**課題 A:** 下のデータ行のうち、"Guideline: the keypoint for each instance of the child's hand"を含む行から最後の行までを、一字も変えずに書き出してください。最初と最後の行も含めます。

日本でも世界でも、今の局面で財政再建すべきか否かの論争が平行線をたどっている。財政再建論の典型例が、月刊誌「選択」3月号の吉野直行・慶応大教授のインタビューだ。

「国債が市場で消化できなければ、財政はたちどころに破たんする。そうなれば、かつての韓国のようにデフォルト(債務不履行)を宣言し、IMFの管理下に入ることになる」。日本の個人金融資産は住宅・自動車ローンを引くと約1050兆円。現在の国債残高と同水準で、もう国債を買い支えられないという主張だ。

まったく逆の主張もある。例えば、経済評論家の上念司氏は正論4月号で、消費税増税による財政再建の狙いを、やや過激な表現でこう指摘する。「レーニンが示した『敗戦革命→社会主義化』という恐ろしい陰謀が見え隠れしている」「デフレ下で増税すればさらに景気は悪化するので、ますます政府に持ち込まれる不良債権は増え、国有化にも拍車がかかるだろう」(政府系金融機関からの企業への融資が焦げ付いた後、政府が債務を株式に交換させ、その企業の大株主になる)

**表示データ:**
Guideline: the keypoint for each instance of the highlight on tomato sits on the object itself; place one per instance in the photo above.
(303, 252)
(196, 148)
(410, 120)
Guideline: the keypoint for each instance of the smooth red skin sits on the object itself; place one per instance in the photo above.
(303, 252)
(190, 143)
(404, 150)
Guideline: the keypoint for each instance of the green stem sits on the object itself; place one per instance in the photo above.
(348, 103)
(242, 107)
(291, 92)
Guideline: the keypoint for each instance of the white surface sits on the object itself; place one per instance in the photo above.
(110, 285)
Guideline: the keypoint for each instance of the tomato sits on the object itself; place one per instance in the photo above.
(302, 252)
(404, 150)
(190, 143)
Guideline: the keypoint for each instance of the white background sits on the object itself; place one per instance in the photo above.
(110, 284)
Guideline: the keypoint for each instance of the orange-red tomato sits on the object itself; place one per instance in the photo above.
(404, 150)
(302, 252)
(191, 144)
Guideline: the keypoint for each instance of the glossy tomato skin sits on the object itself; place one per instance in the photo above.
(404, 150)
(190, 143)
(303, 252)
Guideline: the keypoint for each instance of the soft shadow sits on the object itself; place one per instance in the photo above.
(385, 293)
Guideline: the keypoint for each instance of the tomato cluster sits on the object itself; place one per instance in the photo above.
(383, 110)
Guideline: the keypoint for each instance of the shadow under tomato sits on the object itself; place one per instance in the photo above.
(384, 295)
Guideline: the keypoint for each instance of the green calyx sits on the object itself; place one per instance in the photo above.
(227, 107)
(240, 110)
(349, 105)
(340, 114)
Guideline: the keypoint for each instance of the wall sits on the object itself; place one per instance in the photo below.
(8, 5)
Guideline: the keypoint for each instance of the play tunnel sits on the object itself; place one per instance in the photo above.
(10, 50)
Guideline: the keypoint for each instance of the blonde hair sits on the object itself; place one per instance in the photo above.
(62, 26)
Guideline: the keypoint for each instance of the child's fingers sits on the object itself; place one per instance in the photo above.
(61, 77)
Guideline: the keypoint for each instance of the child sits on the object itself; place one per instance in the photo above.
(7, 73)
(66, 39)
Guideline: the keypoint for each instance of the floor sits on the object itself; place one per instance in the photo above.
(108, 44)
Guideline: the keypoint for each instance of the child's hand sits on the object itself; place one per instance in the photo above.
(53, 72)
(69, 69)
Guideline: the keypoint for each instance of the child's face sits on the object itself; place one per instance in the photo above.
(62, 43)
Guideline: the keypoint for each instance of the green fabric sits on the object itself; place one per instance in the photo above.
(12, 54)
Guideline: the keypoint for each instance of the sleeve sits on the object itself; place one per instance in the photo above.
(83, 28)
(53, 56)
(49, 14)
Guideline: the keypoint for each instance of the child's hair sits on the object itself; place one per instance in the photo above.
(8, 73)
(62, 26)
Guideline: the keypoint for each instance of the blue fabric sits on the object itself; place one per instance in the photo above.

**課題 B:**
上の抜粋について、次の問いに答えてください。
(i) 吉野直行・慶応大教授のインタビューが載ったのは、どの雑誌の何月号ですか。
(ii) 住宅・自動車ローンを引いた日本の個人金融資産は、約いくらとされていますか。
(iii) 上念司氏が主張を述べたのは、どの雑誌の何月号ですか。

**解答例 A:**
Guideline: the keypoint for each instance of the child's hand sits on the object itself; place one per instance in the photo above.
(53, 72)
(69, 69)
Guideline: the keypoint for each instance of the child's face sits on the object itself; place one per instance in the photo above.
(62, 43)
Guideline: the keypoint for each instance of the green fabric sits on the object itself; place one per instance in the photo above.
(12, 54)
Guideline: the keypoint for each instance of the sleeve sits on the object itself; place one per instance in the photo above.
(83, 28)
(53, 56)
(49, 14)
Guideline: the keypoint for each instance of the child's hair sits on the object itself; place one per instance in the photo above.
(8, 73)
(62, 26)
Guideline: the keypoint for each instance of the blue fabric sits on the object itself; place one per instance in the photo above.

**解答例 B:**
(i) 月刊誌「選択」3月号
(ii) 約1050兆円
(iii) 正論4月号